Despite last week’s announcement by the U.S. Department of Education that it won’t grant blanket testing waivers this year, a number of states have decided to push for one anyway. Some of them read the guidance from the feds and see an opening to use local formative assessments in lieu of large-scale statewide summative exams. To wit, Michigan will seek approval to use their “benchmark assessments” to fulfill federal testing requirements.
In weighing the trade-offs of using local assessments for this purpose, it may be instructive to look at how the National Football League is handling the cancellation of its premier, “high-stakes test” for college football players: the NFL scouting combine.

**Data segment**
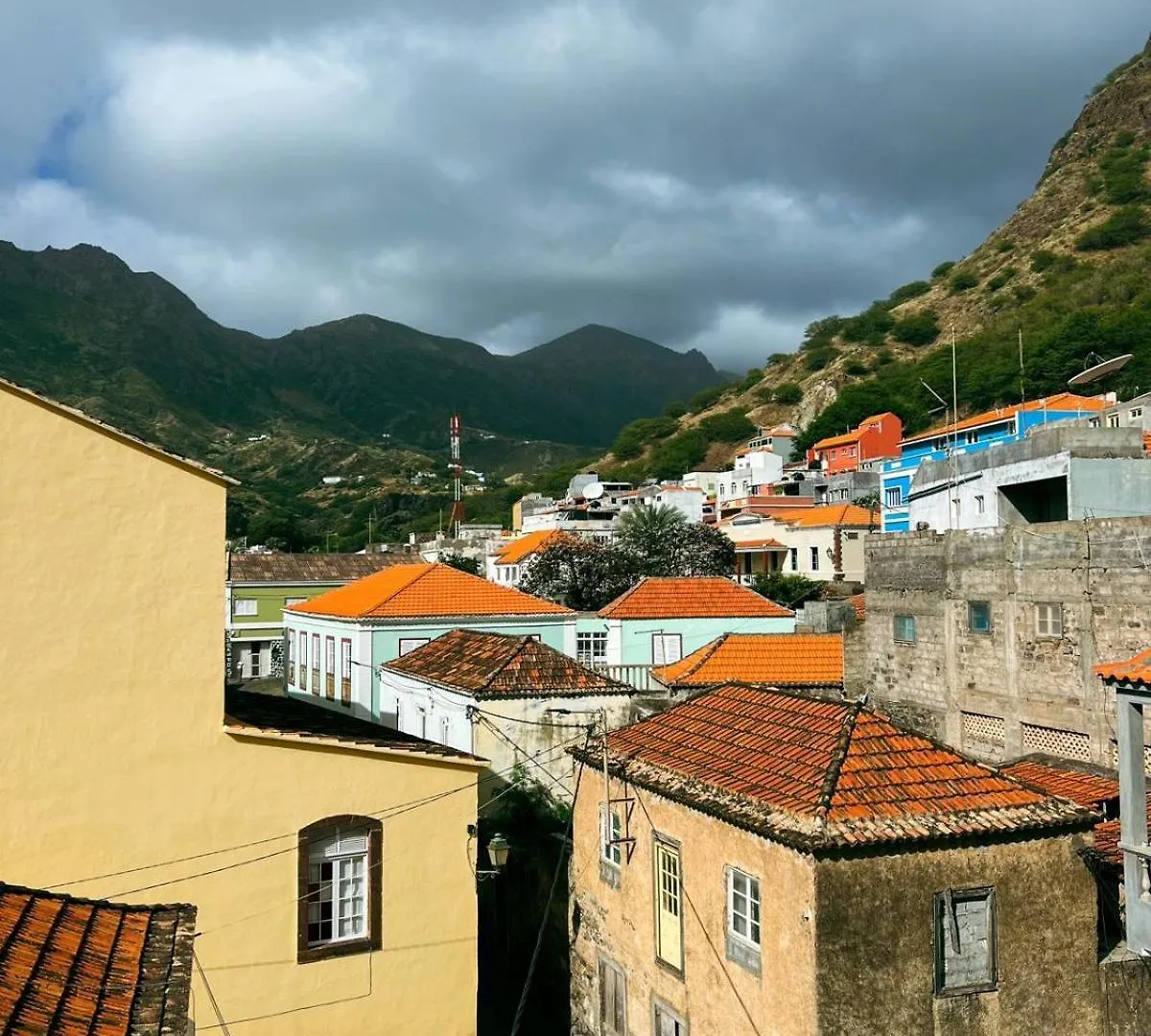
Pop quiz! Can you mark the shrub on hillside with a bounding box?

**Tasks to carry out**
1. In the testing waivers passage, what will Michigan seek approval to use to meet federal testing requirements?
2. Using the testing waivers passage, explain why some states are still pushing for a waiver after the U.S. Department of Education said it won't grant blanket waivers this year.
3. In the testing waivers passage, rewrite the part that opens with the words containing "In weighing the" and closes with "NFL scouting combine.", changing "instructive" to "useful".

**Exercise answers**
1. Its "benchmark assessments."

2. Some states read the federal guidance and see an opening to use local formative assessments instead of large-scale statewide summative exams.

3.
In weighing the trade-offs of using local assessments for this purpose, it may be useful to look at how the National Football League is handling the cancellation of its premier, “high-stakes test” for college football players: the NFL scouting combine.